◆ **GIVEN PASSAGE**:
┄┄┄┄┄┄
# dwarven damascus



## hellize (Nov 15, 2018)

Dwarven damascus



Once upon a time, in a land far, far away, in the heart of the great wilderness was a tiny glade, and in the middle of the glade stood a small cottage. In this little shack lived a laddie with his parents. 
One day, the boy went into the woods to gather loppings for the fireplace. As he rambled among the trees, suddenly the moss moved under his foot and a cavernous hole swallowed the boy without a trace, like he was never even there. 
The vent was slippery, steep and enchanted, the boy sled for minutes, maybe even hours till he finally met the end of it, by falling right into the middle of a coal forge. The fire just got revived, but the flames already was strong enough to bite into his rear end, setting his trousers on fire. 
He instinctively sprung up, but by the time he jumped out of the hearth, a bucket of ice cold water landed on his back, canceling out the flames.
Thirteen sooty dwarves stared at the weird newcomer, with the awe of a witless calf looking at a new gate.
The boy was horrified, but the dwarves were simply worried. The lad, by chance, found their secret lair, the ancient forbidden hall, far and deep in the earth's womb. They were working here furtively, from the dawn of time, perfecting, improving the magical art of forming metal. And they were bound to this place by oat for eternity, never aging, never dying. 
The boy was not allowed to leave.
They taught him some of their craft, keeping the secrets to themselves of course, and the boy steadfastly learned, soaking up everything interesting as a sponge.
One day, home sickness engulfed the laddie. He pleaded the dwarves to let him go home just for a few days, to see his parents once again and let them know, that he is still alive. The dwarves didn't like the idea at all, reciting vague ancient lore and mystical shreds of a long forgotten curse, but couldn't bear the boy's suffering and in the end they let him leave.
The boy was amazed when he finally got to the surface. The glade, the forest and even the small lodge was all gone, instead there stood a large city, with tall buildings which could scratch the clouds.
No one could help him, no one knew his parents names, or his. And then he saw his reflection in a car's window. He immediately understood why he got so tired so quickly and where to look for his parents. A stooping old man looked back at him from the reflection.
At the back of a near cemetery, he found two mossy, weathered headstones, with the names and dates barely visible. He crumbled onto the grave and turned to dust, leaving only his enchanted knife behind, which still held some dwarven magic within.

The knife is 27.5 cm/ 10.8 inch long. The blade is 14 cm/ 5.5 inch long, 4.6 cm/ 1.8 inch wide and 4.5 mm / 0.18 inch thick at its base. Forged of L6, 5160 and 1.2516 with a hundred of layers.
The handle is constructed of iron and beech wood.
Its sheath is made of thick cowhide.


Hope you like it


----------



## Chef Doom (Nov 15, 2018)

Pictures don't show up. All of that reading for nothing.


----------



## hellize (Nov 15, 2018)

Chef Doom said:


> Pictures don't show up. All of that reading for nothing.


It seems ok to me...hmm..


----------



## hellize (Nov 15, 2018)

Chef Doom said:


> Pictures don't show up. All of that reading for nothing.


You can check it out here too : https://www.deviantart.com/hellize/art/dwarven-damascus-knife-772694279


----------



## Chef Doom (Nov 15, 2018)

I see I see. So how is the damascus performed? Is it like the story with layers of different steel?


----------



## Chef Doom (Nov 15, 2018)

Also, is the damascus acid etched?


----------



## hellize (Nov 15, 2018)

Chef Doom said:


> I see I see. So how is the damascus performed? Is it like the story with layers of different steel?



It performs just as a 5160 blade would do, that is one of its parent steels


----------



## hellize (Nov 15, 2018)

Chef Doom said:


> Also, is the damascus acid etched?


Yes, that is how the pattern gets visible. I use sulfuric acid, watered up a bit of course


----------
┄┄┄┄┄┄
◆ **PROVIDED DATA**:
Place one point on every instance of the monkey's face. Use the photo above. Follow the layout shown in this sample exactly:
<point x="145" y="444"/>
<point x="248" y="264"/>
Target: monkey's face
┄┄┄┄┄┄
◆ **WHAT TO DO**: According to the knife thread, which acid does the maker use to etch the damascus? The lines come from a source unrelated to the knife thread.

◆ **OUTPUT**: Sulfuric acid, slightly diluted with water.